----- Records supplied

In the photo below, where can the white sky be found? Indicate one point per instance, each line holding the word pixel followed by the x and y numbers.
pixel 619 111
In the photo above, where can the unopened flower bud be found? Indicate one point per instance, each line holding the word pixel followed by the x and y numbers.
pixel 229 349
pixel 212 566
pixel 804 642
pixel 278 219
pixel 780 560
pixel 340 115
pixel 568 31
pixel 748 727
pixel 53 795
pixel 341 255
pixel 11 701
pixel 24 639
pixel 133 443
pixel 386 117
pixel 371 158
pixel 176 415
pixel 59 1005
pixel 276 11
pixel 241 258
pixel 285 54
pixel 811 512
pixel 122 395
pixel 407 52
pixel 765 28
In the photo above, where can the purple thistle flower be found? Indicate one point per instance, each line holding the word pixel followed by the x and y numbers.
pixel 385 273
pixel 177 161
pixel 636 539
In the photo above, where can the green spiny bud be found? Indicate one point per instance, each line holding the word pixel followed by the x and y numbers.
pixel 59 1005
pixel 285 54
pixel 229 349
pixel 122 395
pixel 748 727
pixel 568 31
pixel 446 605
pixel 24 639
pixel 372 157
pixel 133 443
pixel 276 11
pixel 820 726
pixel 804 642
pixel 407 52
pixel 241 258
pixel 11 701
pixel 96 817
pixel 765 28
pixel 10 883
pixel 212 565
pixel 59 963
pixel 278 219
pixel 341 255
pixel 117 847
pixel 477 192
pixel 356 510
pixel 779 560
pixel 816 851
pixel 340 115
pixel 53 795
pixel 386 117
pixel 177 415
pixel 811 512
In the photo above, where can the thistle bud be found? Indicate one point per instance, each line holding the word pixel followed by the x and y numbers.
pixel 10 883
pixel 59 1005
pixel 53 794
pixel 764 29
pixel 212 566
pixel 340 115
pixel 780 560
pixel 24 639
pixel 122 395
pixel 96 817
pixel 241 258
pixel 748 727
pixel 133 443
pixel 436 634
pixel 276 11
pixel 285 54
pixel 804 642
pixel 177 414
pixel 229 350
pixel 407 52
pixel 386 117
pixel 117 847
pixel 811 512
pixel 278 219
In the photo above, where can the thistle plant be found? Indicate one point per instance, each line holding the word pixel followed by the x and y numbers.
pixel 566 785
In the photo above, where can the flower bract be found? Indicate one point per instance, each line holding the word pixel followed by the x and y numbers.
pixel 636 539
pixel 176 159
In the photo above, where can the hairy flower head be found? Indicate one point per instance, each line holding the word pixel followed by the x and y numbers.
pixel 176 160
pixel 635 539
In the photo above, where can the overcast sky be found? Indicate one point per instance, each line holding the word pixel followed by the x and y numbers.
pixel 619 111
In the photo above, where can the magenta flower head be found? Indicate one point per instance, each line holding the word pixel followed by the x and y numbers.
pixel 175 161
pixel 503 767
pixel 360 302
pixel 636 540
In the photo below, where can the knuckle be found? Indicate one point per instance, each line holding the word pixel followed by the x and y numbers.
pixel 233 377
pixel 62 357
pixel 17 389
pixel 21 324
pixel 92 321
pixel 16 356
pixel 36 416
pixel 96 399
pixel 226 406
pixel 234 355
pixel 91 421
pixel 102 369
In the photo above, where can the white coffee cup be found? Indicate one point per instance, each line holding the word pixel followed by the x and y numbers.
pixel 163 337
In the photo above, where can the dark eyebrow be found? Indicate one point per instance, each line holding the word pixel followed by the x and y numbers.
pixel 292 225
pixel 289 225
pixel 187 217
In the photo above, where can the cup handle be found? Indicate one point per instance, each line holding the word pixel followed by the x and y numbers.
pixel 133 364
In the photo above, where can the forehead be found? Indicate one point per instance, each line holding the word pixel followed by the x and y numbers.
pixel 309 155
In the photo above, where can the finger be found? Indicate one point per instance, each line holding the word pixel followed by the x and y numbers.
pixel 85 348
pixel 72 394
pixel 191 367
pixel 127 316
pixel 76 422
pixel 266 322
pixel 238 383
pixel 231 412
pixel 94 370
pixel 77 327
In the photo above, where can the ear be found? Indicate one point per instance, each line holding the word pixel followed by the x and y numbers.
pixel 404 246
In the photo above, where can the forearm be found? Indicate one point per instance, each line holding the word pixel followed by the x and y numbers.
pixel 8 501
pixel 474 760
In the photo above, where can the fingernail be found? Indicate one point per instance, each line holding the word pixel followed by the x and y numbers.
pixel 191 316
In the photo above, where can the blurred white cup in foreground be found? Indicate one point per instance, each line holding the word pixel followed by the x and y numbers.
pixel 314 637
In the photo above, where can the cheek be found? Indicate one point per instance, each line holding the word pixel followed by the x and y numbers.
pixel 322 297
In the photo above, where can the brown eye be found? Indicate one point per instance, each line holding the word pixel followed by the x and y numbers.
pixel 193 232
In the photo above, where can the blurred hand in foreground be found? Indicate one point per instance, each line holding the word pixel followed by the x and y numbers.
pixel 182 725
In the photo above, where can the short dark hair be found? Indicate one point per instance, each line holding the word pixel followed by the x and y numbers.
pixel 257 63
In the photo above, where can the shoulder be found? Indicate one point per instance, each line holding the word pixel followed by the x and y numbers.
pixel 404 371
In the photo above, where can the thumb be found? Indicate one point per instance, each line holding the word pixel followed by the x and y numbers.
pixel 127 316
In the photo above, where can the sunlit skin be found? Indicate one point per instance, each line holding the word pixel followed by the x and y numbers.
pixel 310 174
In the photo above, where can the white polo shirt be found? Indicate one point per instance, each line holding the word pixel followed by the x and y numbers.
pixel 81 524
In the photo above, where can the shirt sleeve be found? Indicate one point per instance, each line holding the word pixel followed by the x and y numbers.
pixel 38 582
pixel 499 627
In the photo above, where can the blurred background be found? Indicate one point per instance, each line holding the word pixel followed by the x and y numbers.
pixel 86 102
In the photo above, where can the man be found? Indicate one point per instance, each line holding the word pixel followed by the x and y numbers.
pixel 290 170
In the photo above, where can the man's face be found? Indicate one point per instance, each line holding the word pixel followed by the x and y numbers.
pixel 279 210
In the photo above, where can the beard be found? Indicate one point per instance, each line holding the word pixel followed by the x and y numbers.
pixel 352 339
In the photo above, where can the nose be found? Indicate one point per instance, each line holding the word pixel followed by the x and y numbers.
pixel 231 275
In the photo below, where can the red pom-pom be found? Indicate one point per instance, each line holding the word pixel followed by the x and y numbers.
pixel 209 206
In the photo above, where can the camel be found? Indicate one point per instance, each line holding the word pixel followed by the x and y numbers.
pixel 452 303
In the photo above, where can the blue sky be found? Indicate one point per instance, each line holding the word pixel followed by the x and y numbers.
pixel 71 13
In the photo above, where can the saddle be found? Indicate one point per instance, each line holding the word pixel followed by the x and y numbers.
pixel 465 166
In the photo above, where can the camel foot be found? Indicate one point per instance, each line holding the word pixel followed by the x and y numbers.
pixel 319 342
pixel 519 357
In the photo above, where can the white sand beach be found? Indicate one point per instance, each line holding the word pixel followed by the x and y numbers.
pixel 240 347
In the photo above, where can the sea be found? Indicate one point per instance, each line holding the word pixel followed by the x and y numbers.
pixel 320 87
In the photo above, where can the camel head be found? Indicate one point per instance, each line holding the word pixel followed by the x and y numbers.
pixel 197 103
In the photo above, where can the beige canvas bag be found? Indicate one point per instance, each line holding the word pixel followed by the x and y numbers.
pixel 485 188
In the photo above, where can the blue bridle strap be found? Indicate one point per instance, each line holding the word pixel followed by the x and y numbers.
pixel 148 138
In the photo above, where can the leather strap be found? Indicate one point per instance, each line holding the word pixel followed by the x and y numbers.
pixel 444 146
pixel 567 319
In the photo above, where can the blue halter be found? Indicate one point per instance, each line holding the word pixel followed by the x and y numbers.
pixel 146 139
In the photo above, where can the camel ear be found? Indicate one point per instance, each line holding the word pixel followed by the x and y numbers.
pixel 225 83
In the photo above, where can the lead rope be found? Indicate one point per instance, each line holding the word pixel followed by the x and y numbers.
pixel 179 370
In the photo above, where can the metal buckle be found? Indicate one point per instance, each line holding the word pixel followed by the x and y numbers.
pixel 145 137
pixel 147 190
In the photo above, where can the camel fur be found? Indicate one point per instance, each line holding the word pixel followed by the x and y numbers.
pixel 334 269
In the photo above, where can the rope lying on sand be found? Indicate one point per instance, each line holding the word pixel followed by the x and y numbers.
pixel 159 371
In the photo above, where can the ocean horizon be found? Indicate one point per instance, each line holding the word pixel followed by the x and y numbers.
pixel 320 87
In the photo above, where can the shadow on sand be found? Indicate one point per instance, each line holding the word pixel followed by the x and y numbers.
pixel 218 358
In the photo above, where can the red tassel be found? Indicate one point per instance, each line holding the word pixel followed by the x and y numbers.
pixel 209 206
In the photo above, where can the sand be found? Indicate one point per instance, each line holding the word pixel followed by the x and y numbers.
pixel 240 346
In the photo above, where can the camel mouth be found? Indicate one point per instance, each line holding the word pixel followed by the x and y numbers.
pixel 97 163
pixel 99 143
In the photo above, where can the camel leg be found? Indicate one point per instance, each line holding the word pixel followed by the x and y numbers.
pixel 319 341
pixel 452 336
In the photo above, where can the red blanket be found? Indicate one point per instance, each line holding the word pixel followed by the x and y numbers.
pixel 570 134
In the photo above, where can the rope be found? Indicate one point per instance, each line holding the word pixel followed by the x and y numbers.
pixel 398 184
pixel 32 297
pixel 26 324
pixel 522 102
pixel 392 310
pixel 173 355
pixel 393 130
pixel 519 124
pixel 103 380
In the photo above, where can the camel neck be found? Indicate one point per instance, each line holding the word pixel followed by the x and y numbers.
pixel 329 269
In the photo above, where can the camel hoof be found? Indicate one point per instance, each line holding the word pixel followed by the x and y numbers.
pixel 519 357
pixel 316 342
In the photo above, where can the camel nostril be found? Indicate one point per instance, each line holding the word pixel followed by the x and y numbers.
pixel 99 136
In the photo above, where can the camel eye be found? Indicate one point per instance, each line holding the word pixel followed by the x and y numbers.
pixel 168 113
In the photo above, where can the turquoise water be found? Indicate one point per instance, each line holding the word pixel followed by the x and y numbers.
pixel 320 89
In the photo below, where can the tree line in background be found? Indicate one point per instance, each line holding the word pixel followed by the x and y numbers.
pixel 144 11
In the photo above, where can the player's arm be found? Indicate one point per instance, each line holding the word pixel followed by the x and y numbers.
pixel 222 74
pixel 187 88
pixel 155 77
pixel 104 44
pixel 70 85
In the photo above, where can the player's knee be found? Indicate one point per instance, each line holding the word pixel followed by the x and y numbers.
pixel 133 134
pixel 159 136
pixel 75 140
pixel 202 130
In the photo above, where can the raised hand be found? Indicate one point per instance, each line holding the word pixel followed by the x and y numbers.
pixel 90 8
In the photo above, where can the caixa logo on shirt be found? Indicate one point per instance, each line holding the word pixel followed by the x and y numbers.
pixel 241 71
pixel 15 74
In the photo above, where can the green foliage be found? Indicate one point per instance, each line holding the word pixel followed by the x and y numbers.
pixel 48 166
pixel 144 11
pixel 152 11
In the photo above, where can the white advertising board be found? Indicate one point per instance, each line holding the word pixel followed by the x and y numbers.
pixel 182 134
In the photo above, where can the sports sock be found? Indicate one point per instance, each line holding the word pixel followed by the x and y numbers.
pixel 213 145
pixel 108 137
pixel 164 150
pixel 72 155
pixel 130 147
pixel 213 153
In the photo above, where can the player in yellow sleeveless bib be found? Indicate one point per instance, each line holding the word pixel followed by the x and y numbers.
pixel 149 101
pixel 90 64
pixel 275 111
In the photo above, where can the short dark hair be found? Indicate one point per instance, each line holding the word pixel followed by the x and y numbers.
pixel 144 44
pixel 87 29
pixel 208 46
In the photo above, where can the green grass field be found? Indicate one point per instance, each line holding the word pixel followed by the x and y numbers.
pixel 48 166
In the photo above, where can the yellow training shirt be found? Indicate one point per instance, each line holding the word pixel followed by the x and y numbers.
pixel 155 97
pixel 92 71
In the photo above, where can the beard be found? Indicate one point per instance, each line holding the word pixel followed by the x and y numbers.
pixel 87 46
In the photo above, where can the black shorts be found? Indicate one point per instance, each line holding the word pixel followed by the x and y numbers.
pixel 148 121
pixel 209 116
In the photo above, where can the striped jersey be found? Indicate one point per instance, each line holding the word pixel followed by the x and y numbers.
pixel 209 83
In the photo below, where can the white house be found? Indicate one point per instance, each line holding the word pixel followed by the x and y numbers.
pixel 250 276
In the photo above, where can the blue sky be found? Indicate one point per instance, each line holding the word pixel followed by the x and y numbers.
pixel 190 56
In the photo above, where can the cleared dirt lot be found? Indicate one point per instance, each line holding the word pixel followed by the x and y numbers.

----------

## Task to carry out:
Exact copies of the lines from the one holding "In the photo above, where can the striped" to the end of the entries are all that should be written.

## Exercise solution:
In the photo above, where can the striped jersey be found? Indicate one point per instance, each line holding the word pixel followed by the x and y numbers.
pixel 209 83
In the photo below, where can the white house be found? Indicate one point per instance, each line holding the word pixel followed by the x and y numbers.
pixel 250 276
In the photo above, where can the blue sky be found? Indicate one point per instance, each line holding the word pixel followed by the x and y numbers.
pixel 190 56
In the photo above, where can the cleared dirt lot be found? Indicate one point per instance, each line holding the word pixel followed by the x and y numbers.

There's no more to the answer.